WORK TO COMPLETE -> Begin at the line bearing "Please mark every weathered". Transcribe it and all subsequent lines of the material below exactly, and nothing more.
------------------------------------------------------------
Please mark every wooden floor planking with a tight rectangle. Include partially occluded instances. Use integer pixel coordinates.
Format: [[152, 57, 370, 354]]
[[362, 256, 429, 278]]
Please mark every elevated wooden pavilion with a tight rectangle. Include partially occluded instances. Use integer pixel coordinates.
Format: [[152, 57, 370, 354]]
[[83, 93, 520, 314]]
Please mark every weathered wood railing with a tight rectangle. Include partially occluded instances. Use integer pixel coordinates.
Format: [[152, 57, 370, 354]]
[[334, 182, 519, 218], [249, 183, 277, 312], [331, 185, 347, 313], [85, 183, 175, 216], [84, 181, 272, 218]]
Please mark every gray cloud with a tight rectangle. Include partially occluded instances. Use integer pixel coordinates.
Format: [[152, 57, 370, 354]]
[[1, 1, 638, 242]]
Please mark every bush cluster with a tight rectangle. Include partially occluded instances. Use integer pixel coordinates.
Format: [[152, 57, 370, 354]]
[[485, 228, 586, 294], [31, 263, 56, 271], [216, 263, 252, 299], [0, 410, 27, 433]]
------------------------------------------------------------
EXERCISE ANSWER ->
Please mark every weathered wood railing with a tight rectangle. Include partially occluded instances. Use integer pixel coordinates.
Format: [[152, 57, 370, 354]]
[[334, 182, 519, 218], [249, 183, 277, 312], [331, 185, 347, 313], [85, 183, 175, 216], [84, 181, 272, 218]]
Please mark every gray cloud with a tight rectangle. Include partially occluded instances. Use integer pixel coordinates.
Format: [[152, 57, 370, 354]]
[[1, 1, 638, 242]]
Please mark every bush cluster with a tight rectangle. Include partially occluded instances. Use integer pixel coordinates.
Format: [[152, 57, 370, 354]]
[[485, 228, 586, 294], [31, 263, 56, 271], [216, 263, 252, 299], [0, 410, 27, 433]]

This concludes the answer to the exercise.